__PROBLEM TO SOLVE__
Rewrite every line of the listing below as a numbered list, leaving out any blank lines.

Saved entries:
━━━━━━━━━━
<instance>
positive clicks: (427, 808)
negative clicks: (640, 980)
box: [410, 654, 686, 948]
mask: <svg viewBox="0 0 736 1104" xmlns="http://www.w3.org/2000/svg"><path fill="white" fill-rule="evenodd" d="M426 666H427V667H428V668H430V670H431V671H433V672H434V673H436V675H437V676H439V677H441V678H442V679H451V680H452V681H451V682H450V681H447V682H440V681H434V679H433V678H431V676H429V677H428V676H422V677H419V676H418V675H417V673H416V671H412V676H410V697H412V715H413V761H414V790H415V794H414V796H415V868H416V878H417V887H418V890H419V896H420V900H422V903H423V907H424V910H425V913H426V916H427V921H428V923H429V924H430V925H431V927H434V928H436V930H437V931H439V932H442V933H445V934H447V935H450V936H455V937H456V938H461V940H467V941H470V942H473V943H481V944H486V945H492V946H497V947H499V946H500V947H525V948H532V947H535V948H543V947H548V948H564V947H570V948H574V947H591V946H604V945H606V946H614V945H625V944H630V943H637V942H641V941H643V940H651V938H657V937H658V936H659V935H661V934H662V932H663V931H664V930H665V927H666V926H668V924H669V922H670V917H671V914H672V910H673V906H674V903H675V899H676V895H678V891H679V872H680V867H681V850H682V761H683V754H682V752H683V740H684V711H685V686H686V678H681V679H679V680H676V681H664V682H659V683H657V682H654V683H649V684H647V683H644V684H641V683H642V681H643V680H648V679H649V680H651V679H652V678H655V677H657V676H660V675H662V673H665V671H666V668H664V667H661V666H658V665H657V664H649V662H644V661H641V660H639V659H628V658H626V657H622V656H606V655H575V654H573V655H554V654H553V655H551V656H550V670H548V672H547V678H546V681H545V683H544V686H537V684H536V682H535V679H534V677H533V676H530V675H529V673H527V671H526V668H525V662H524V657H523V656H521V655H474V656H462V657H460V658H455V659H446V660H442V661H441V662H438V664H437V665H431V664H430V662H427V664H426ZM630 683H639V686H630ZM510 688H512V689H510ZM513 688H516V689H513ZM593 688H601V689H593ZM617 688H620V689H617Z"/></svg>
━━━━━━━━━━
__EXERCISE RESULT__
1. <instance>
2. positive clicks: (427, 808)
3. negative clicks: (640, 980)
4. box: [410, 654, 686, 948]
5. mask: <svg viewBox="0 0 736 1104" xmlns="http://www.w3.org/2000/svg"><path fill="white" fill-rule="evenodd" d="M426 666H427V667H428V668H430V670H431V671H433V672H434V673H436V675H437V676H439V677H441V678H442V679H451V680H452V681H451V682H450V681H447V682H440V681H434V679H433V678H431V676H429V677H428V676H422V677H419V676H418V675H417V673H416V671H412V676H410V697H412V715H413V761H414V790H415V794H414V796H415V868H416V878H417V887H418V890H419V896H420V900H422V903H423V907H424V910H425V913H426V916H427V921H428V923H429V924H430V925H431V927H434V928H436V930H437V931H439V932H442V933H445V934H447V935H450V936H455V937H456V938H461V940H467V941H470V942H473V943H481V944H486V945H492V946H497V947H499V946H500V947H525V948H532V947H535V948H543V947H548V948H564V947H570V948H574V947H591V946H604V945H606V946H614V945H625V944H630V943H637V942H641V941H643V940H651V938H657V937H658V936H659V935H661V934H662V932H663V931H664V930H665V927H666V926H668V924H669V922H670V917H671V914H672V910H673V906H674V903H675V899H676V895H678V891H679V872H680V867H681V850H682V761H683V754H682V752H683V740H684V711H685V686H686V678H681V679H679V680H676V681H664V682H659V683H657V682H654V683H649V684H647V683H644V684H641V683H642V681H643V680H648V679H649V680H651V679H652V678H655V677H657V676H660V675H662V673H665V671H666V668H664V667H661V666H658V665H657V664H649V662H644V661H641V660H639V659H628V658H626V657H622V656H606V655H575V654H573V655H554V654H553V655H551V656H550V670H548V672H547V678H546V681H545V683H544V686H537V684H536V682H535V679H534V677H533V676H530V675H529V673H527V671H526V668H525V662H524V657H523V656H521V655H474V656H462V657H460V658H455V659H446V660H442V661H441V662H438V664H437V665H431V664H430V662H427V664H426ZM630 683H639V686H630ZM510 688H512V689H510ZM513 688H516V689H513ZM593 688H601V689H593ZM617 688H620V689H617Z"/></svg>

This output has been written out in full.